- [Given instruction]: Please list every dollar amount that appears in the EPC Contract passage below.

Based upon the information that has been presented by WEC in connection with the hearing and with respect to the matters at issue generally, SCE&G cannot predict whether a decision by the DRB which is more favorable to the owners will adversely affect WEC’s ability to complete the project or the construction schedule and costs.

As of September 30, 2016, payments related to (i) above had been made totaling $187.5 million (SCE&G's 55% portion being approximately $103.1 million). Also as of September 30, 2016, payments related to (v) above had been made totaling $930 million (SCE&G's 55% portion being $511.5 million), which included payments made during the initial five-month period described above, as required under the contract and payments agreed upon by the parties during the extensions described above and during the period the DRB was reviewing the matter.

Payment and Performance Obligations

Payment and performance obligations under the EPC Contract are joint and several obligations of WEC and Stone & Webster, and in connection with the October 2015 Amendment, Toshiba Corporation, WEC’s parent company, reaffirmed its guaranty of WEC’s payment obligations. Additionally, the EPC Contract provides the owners the right, exercisable upon certain conditions, to obtain payment and performance bonds from WEC equal to 15% of the highest three months billings during the applicable year, and their aggregate nominal coverage will not exceed $100 million (or $55 million for SCE&G's 55% share). SCE&G and Santee Cooper are responsible for the cost of the bonds.

In late 2015, Toshiba's credit ratings declined to below investment grade following disclosures regarding its operating and financial performance and near-term liquidity. As a result, pursuant to the above-described terms of the EPC Contract, SCE&G has obtained standby letters of credit in lieu of payment and performance bonds from WEC totaling $45 million (or approximately $25 million for SCE&G's 55% share). These standby letters of credit expire annually and automatically renew for successive one-year periods until their final expiration date of August 31, 2020, unless the issuer provides a minimum 60-day notice that it will not renew. In the event that WEC would be unable to meet its payment and performance obligations under the EPC Contract, it is anticipated this funding would provide a source of liquidity to assist in an orderly transition and in enabling construction activities to continue. In addition, the EPC Contract provides that upon the request of SCE&G, the Consortium must escrow certain intellectual property and software for SCE&G's benefit to enable completion of the New Units. An escrow arrangement and a schedule for deposit of intellectual property and software are being developed.

Additional claims by the Consortium or SCE&G involving the project schedule and budget may arise as the project continues. The parties to the EPC Contract have established both informal and formal dispute resolution procedures in order to resolve such issues. SCE&G expects to resolve all disputes through both the informal and formal procedures and currently anticipates that any project costs that arise through such dispute resolution processes (including those reflected in the October 2015 Amendment described above), as well as other project costs identified from time to time, will be recoverable through rates.

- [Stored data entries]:
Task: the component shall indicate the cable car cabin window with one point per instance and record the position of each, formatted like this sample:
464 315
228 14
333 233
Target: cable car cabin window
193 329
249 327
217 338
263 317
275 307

- [Reply]:
- $187.5 million
- $103.1 million
- $930 million
- $511.5 million
- $100 million
- $55 million
- $45 million
- $25 million